From the listing below, copy only the lines from the line that contains "Target: dancer wearing glasses" to the line that contains "[point] white long-sleeve", counting those two lines as part of the copy.

--------------------

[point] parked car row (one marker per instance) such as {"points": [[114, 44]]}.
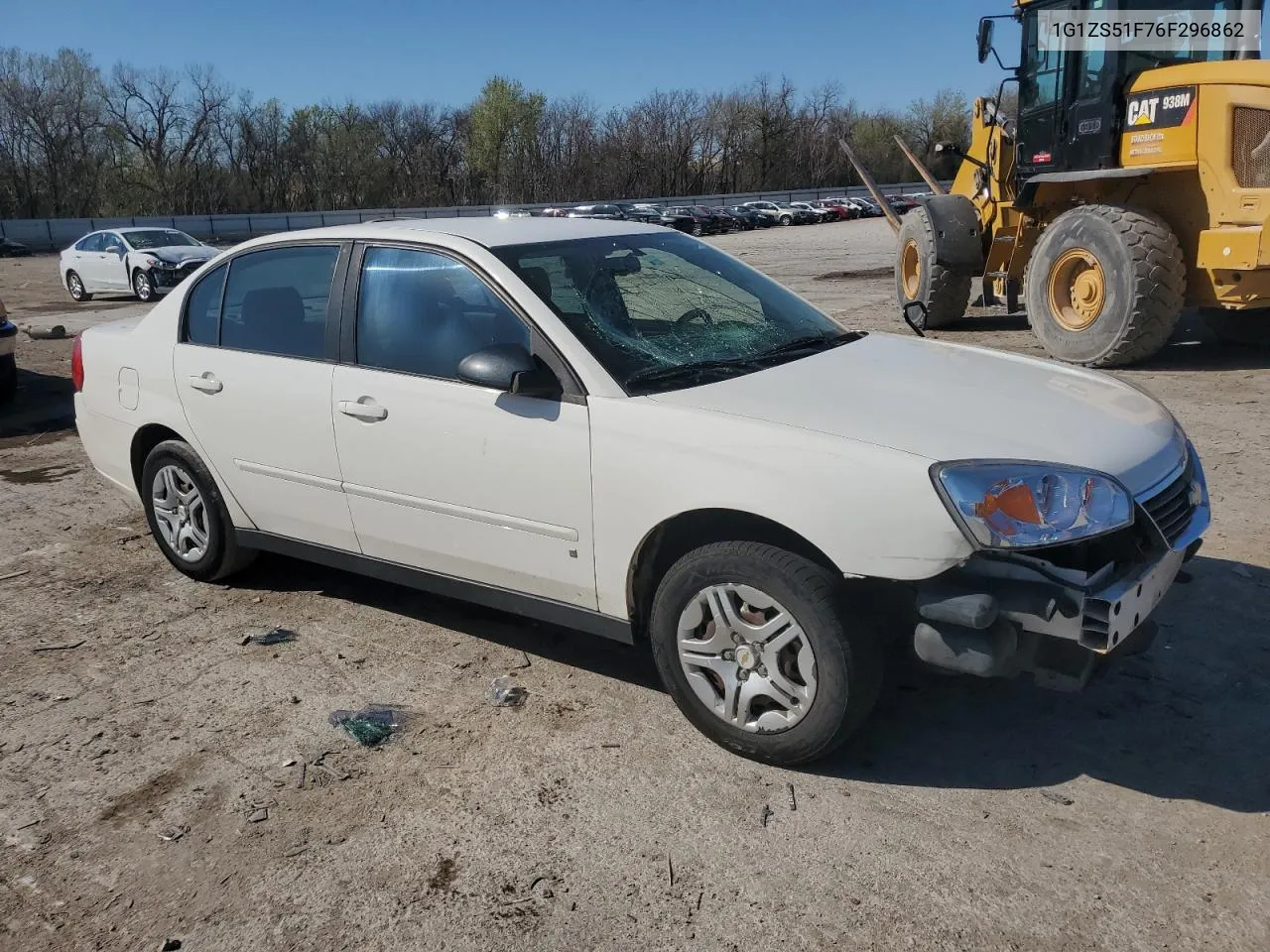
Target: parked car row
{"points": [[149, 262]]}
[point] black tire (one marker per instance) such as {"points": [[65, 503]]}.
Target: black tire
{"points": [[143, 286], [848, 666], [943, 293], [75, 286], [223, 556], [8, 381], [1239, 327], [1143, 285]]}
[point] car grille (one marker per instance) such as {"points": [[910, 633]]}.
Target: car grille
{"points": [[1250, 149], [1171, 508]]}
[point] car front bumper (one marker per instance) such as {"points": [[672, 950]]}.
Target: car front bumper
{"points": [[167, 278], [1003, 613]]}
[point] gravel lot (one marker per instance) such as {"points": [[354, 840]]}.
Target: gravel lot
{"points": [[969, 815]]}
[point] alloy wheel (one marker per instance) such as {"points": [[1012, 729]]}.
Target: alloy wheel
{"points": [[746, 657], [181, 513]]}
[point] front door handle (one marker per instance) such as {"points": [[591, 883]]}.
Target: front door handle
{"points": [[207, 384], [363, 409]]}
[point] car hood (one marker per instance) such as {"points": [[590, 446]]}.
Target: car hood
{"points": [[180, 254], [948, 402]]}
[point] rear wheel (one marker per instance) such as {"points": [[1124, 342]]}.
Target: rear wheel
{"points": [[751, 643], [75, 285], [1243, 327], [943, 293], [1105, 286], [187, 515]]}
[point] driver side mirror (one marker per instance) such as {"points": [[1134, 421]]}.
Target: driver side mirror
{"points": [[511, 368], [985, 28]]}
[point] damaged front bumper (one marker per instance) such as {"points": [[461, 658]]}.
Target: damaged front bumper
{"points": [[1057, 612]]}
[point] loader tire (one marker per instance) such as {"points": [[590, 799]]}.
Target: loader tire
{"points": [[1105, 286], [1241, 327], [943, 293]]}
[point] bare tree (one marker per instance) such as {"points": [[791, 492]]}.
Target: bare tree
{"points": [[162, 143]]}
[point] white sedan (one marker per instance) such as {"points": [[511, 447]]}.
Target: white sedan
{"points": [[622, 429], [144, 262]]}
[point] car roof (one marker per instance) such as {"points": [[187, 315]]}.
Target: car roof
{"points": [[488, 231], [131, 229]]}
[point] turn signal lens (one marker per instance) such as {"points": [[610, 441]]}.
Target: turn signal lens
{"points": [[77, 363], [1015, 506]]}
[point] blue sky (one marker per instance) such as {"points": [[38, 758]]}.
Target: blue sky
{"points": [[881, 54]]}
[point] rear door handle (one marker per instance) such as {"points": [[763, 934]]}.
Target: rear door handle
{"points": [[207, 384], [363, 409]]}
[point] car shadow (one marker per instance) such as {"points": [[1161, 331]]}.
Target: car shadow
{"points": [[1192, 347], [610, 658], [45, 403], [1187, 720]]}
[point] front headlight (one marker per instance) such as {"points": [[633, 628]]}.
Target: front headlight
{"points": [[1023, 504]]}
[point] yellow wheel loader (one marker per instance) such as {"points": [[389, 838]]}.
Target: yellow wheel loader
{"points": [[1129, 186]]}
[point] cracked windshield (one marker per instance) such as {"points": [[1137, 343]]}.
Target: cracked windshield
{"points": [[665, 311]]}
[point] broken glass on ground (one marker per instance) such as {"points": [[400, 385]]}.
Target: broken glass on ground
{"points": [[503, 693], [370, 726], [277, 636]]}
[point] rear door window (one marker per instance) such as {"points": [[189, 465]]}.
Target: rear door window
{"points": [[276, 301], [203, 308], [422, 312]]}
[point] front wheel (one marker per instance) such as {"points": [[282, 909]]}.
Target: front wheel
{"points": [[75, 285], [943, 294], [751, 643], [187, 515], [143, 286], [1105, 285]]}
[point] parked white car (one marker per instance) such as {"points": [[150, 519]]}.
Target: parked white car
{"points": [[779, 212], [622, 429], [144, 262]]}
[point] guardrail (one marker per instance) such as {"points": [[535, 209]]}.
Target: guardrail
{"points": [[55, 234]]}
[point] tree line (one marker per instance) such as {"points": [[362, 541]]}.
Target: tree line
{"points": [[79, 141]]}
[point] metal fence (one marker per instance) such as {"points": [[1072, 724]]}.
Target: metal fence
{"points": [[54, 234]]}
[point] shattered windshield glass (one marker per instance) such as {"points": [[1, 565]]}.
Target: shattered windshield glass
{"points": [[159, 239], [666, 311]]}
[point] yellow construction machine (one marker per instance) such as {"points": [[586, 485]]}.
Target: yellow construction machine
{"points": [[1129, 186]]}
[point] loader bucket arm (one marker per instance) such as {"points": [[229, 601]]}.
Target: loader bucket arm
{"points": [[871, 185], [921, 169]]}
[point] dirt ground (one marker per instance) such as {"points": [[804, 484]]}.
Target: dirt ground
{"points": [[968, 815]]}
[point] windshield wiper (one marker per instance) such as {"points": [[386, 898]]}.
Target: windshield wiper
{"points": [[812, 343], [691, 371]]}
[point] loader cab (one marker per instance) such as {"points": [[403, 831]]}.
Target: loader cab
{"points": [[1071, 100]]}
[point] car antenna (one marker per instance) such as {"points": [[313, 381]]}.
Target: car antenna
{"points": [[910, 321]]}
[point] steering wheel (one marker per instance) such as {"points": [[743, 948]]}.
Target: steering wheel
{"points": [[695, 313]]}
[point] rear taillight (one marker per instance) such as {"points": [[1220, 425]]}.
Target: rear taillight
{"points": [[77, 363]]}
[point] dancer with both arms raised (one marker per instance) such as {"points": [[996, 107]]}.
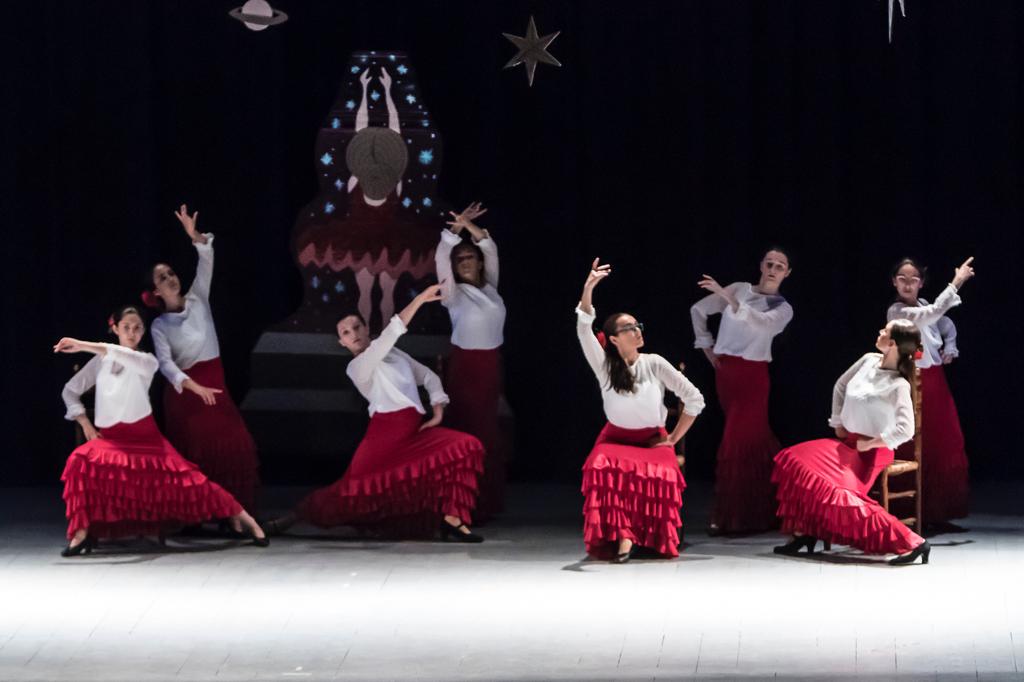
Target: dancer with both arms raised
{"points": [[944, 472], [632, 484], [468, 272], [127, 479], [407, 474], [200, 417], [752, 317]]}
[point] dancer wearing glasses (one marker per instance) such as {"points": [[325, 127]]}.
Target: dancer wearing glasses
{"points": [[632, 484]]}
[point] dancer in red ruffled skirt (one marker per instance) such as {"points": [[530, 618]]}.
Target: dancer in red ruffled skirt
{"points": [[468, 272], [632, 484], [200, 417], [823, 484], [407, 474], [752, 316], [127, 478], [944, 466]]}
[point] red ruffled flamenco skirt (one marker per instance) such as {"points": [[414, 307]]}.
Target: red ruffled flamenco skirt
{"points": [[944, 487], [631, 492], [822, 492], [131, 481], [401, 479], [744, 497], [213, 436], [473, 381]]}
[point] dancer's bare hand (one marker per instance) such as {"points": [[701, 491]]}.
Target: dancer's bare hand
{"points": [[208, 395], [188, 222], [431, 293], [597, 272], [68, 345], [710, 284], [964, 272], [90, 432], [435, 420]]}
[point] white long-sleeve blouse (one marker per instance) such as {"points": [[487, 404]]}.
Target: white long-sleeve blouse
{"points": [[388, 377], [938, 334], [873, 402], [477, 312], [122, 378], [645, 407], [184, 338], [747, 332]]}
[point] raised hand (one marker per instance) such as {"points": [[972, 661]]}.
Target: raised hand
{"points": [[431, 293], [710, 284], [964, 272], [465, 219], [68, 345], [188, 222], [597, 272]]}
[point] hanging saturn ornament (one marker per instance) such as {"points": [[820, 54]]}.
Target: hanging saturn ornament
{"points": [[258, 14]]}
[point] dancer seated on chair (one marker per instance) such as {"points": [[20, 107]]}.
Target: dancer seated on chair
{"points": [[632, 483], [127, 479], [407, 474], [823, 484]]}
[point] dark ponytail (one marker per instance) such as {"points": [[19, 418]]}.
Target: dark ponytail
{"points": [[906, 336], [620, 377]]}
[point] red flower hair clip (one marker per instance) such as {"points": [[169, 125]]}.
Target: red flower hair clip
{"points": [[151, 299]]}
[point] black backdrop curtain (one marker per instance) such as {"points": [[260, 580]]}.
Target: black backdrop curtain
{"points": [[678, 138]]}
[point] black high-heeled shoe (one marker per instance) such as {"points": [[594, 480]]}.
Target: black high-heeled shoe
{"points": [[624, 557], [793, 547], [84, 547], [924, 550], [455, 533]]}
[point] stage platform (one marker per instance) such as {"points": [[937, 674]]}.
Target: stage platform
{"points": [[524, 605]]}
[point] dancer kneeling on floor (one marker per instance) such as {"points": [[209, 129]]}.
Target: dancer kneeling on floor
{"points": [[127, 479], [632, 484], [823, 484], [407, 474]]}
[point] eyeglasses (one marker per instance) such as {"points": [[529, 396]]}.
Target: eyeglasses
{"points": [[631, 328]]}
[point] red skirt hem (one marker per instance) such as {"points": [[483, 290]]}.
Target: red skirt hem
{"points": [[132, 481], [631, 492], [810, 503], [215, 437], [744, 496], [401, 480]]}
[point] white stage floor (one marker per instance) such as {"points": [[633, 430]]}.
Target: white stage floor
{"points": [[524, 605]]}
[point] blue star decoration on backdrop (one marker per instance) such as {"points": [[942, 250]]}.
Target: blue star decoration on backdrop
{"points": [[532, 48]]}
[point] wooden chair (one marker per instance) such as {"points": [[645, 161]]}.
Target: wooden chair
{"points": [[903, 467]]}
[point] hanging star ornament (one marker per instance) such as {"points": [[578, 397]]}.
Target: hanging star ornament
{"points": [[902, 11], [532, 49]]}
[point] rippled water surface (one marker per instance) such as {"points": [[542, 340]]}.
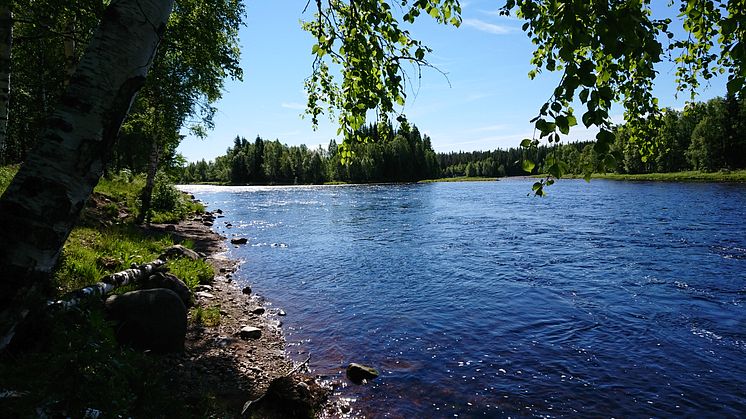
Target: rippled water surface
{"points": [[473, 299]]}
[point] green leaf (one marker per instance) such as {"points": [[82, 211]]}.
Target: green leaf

--------------------

(Written solution):
Target: dancer wearing glasses
{"points": [[632, 484]]}
[point] dancer in red ruffled skirt (one marker per instance) such as {"points": [[530, 618]]}.
Target: dancer in red ruffled skirt
{"points": [[468, 272], [632, 484], [200, 417], [823, 484], [407, 474], [752, 316], [127, 478], [944, 466]]}
[point] red ruffled flamenco skirt (one marker per instance) such as {"points": [[414, 307]]}.
Target: red ruffled flamenco skirt
{"points": [[944, 487], [631, 492], [822, 492], [131, 481], [401, 479], [744, 497], [213, 436], [473, 381]]}
[point] dancer's bare hand (one marker per instance) such as {"points": [[701, 491]]}.
Target: dancer's bare hand
{"points": [[208, 395], [188, 222], [431, 293], [597, 272], [68, 345], [710, 284], [964, 272], [90, 432], [435, 420]]}
[point] white long-sleeve blouse (one marker per instance) such as {"points": [[487, 404]]}.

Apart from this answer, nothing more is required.